_SET PROBLEM 1_: For the email about Tesla coils, decide whether each statement agrees with it: (a) Brad asks why some designs use break rates of 1000bps or more; (b) the reply says the magnifier gives a noticeable efficiency advantage over a normal two coil system; (c) the reply lists space constraints as one reason some people choose the magnifier. Answer yes or no for each, and quote the deciding words of the email.
_SET PROBLEM 2_: Return everything in the email about Tesla coils from "<FutureT-at-aol-dot-com>" down to "setting up, etc.", copied word for word.

_EXCERPT_:
Original poster: "Brad Huff by way of Terry Fritz <twftesla-at-qwest-dot-net>" <huffb-at-avalon-dot-net>

John,
Why does Richard Hull's magnifier and some of the other designs that I've
read about use break rates of 1000bps or more? They seem to use smaller
capacitors and higher break rates. Also, I've seen the photos of small
helical resonators producing very large arcs. Richard seemed very excited
about this in his writings. Has this fallen out of favor and does he no
longer believe that this is the proper way to construct a coil?-----
Original Message -----
From: "Tesla list" <tesla-at-pupman-dot-com>
To: <tesla-at-pupman-dot-com>
Sent: Sunday, April 28, 2002 3:28 PM
Subject: Re: magnifier vs two coil system


> Original poster: "by way of Terry Fritz <twftesla-at-qwest-dot-net>"
<FutureT-at-aol-dot-com>
>
> Brad,
>
> It seems that the magnifier does not offer any noticeable
> efficiency advantage over a normal two coil system.  The operation
> of both types of coil are basically the same, except for some
> extra resonances in the magnifier coils.  Some have chosen
> the magnifier design for novelty or for space constraints,
> convenience of setting up, etc.

[Coordinate labeling rows]
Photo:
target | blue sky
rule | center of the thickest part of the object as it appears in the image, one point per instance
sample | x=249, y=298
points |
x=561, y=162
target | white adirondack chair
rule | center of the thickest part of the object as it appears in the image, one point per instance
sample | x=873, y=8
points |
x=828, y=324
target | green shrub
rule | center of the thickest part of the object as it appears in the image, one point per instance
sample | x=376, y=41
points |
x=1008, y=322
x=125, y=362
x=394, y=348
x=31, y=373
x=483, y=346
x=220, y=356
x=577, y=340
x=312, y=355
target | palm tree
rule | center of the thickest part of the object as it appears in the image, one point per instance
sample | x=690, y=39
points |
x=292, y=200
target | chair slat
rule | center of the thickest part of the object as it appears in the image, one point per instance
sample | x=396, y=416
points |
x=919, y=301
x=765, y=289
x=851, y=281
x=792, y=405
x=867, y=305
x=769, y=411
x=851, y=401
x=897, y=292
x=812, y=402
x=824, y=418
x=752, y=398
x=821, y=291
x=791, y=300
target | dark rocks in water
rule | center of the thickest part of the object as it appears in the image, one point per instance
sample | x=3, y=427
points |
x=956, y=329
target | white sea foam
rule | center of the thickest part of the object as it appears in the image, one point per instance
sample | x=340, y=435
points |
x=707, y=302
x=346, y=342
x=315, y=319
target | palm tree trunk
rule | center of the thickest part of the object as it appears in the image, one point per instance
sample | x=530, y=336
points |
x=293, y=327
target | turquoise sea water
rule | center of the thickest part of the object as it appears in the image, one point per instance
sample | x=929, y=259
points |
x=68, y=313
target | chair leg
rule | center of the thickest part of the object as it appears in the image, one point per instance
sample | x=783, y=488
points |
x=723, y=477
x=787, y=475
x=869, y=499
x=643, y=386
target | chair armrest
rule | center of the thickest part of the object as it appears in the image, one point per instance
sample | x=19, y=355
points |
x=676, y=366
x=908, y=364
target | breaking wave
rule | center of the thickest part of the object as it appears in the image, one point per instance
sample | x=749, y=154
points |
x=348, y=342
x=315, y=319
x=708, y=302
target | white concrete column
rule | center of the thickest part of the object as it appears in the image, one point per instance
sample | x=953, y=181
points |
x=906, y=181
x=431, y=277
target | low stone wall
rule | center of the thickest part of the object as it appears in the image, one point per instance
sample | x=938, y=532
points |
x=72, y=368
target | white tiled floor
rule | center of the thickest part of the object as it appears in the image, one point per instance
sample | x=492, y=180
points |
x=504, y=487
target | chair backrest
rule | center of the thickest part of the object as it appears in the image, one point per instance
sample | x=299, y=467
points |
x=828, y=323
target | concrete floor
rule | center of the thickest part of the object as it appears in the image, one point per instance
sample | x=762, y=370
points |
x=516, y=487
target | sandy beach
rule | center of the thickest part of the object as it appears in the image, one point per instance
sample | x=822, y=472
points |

---

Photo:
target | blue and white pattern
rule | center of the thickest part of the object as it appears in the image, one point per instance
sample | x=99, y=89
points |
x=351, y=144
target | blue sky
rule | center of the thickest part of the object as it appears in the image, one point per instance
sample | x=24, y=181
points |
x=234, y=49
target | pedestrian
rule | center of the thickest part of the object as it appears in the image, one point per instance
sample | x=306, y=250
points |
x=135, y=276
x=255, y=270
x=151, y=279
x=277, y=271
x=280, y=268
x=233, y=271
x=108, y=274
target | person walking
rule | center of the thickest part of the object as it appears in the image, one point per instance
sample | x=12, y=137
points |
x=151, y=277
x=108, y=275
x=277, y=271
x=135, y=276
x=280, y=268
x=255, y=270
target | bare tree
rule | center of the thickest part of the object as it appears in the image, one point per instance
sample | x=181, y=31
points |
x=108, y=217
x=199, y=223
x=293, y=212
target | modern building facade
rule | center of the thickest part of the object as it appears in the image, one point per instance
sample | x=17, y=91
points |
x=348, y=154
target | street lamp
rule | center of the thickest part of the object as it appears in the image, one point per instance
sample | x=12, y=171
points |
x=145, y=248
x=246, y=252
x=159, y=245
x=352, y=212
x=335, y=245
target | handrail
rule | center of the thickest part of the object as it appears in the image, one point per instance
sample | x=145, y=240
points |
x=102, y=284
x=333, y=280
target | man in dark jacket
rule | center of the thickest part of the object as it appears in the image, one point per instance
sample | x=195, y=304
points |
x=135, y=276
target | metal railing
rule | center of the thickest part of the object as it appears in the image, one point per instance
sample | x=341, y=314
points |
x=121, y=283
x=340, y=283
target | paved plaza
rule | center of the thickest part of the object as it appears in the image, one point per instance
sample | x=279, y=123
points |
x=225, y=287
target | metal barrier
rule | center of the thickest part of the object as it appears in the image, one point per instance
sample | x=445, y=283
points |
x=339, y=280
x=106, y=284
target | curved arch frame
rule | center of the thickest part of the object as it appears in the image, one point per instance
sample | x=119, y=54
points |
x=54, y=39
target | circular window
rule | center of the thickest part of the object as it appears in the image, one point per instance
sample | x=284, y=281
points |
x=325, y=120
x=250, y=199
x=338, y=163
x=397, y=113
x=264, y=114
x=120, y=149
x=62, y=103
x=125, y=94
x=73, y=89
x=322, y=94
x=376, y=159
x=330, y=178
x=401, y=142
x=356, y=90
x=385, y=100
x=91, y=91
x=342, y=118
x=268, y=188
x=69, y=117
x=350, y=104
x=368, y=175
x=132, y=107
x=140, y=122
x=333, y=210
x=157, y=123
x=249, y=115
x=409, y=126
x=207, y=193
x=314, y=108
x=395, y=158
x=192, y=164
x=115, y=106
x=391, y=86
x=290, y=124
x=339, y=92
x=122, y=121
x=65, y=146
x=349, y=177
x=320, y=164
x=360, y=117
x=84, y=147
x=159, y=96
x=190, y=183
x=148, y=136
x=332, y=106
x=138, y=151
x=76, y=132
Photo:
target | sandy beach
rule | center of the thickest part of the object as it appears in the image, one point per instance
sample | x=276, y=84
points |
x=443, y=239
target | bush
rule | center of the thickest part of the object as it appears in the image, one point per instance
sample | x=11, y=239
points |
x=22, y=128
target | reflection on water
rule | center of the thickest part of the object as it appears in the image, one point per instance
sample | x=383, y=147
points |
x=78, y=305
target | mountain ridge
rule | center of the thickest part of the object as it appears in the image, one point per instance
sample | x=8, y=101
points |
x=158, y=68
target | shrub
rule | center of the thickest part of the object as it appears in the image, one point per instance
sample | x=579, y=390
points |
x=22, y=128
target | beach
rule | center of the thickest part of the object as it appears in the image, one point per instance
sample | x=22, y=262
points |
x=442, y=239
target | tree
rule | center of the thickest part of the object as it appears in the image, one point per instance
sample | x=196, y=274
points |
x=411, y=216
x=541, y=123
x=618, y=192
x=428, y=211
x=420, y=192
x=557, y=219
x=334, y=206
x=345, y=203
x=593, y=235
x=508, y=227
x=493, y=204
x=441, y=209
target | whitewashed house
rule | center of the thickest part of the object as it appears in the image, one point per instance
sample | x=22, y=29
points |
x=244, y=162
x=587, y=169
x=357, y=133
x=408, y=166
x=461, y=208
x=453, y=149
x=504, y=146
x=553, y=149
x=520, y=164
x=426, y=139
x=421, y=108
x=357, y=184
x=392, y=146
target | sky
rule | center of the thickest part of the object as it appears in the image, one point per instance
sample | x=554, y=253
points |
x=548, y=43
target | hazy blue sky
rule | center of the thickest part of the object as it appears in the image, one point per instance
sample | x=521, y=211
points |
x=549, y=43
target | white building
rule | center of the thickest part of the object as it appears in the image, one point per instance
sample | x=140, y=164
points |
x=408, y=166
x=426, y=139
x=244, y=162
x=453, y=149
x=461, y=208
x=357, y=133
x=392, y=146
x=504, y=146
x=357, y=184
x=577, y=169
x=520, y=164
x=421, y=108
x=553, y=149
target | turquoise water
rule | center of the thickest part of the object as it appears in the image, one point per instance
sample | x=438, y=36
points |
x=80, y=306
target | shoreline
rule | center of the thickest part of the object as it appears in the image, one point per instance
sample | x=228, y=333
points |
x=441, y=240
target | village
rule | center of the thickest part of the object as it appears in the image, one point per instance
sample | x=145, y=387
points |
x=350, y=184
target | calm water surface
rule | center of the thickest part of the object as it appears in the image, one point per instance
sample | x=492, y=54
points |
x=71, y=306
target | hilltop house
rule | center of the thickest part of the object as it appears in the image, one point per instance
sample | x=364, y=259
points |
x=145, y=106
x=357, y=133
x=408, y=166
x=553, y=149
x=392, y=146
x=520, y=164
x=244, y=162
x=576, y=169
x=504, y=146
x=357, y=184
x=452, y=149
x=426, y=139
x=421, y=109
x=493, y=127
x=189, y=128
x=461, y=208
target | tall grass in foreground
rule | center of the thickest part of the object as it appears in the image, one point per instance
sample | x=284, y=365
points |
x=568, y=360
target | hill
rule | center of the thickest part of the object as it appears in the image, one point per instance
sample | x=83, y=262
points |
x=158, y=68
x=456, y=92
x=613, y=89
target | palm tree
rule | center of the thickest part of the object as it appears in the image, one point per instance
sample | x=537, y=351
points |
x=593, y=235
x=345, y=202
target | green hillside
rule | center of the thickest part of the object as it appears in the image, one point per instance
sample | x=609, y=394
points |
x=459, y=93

...

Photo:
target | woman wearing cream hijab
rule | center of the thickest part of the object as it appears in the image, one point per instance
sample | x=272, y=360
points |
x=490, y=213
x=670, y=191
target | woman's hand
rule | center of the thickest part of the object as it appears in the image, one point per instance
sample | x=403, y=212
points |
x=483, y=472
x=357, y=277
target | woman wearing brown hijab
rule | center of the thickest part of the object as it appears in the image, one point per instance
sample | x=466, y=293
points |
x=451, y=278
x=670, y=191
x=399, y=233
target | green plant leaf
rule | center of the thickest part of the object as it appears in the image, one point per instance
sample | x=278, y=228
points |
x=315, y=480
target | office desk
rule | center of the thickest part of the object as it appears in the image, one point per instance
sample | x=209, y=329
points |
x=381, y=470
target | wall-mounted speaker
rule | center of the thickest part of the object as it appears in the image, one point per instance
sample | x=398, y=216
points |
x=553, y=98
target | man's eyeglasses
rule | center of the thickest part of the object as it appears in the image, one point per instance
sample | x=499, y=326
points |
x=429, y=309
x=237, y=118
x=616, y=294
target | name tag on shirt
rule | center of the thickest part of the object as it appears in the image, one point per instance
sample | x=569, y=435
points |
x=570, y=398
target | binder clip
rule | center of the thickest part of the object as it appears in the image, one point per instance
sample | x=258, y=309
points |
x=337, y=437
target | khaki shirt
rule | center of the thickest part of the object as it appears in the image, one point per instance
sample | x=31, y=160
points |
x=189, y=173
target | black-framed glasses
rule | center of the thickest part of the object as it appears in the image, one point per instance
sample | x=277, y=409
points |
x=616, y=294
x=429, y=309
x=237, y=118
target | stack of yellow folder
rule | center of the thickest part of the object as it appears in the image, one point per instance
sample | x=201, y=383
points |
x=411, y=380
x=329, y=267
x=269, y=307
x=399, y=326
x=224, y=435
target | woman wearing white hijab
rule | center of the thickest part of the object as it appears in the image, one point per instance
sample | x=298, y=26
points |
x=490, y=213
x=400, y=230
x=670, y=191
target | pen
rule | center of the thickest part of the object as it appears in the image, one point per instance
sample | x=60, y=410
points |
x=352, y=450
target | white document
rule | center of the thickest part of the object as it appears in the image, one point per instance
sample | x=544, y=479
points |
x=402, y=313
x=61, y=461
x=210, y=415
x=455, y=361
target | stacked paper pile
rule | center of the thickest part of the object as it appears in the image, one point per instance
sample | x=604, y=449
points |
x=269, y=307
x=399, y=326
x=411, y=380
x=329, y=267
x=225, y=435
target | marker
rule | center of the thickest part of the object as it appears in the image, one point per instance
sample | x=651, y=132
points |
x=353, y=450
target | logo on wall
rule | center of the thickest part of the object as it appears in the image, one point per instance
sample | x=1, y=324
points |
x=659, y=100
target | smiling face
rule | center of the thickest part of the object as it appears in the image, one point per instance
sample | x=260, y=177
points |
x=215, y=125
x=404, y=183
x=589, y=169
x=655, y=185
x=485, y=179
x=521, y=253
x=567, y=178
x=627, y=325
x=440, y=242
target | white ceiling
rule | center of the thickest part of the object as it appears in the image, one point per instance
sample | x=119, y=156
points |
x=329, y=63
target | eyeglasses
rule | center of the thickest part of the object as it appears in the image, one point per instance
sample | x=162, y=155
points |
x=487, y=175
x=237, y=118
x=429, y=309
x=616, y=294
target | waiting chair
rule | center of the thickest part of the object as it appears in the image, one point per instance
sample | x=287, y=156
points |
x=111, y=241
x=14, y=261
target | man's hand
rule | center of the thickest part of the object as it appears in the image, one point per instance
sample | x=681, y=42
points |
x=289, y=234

_TASK OUTPUT 1_:
(a) Yes: "use break rates of 1000bps or more?"
(b) No: "the magnifier does not offer any noticeable"
(c) Yes: "for novelty or for space constraints"

_TASK OUTPUT 2_:
<FutureT-at-aol-dot-com>
>
> Brad,
>
> It seems that the magnifier does not offer any noticeable
> efficiency advantage over a normal two coil system.  The operation
> of both types of coil are basically the same, except for some
> extra resonances in the magnifier coils.  Some have chosen
> the magnifier design for novelty or for space constraints,
> convenience of setting up, etc.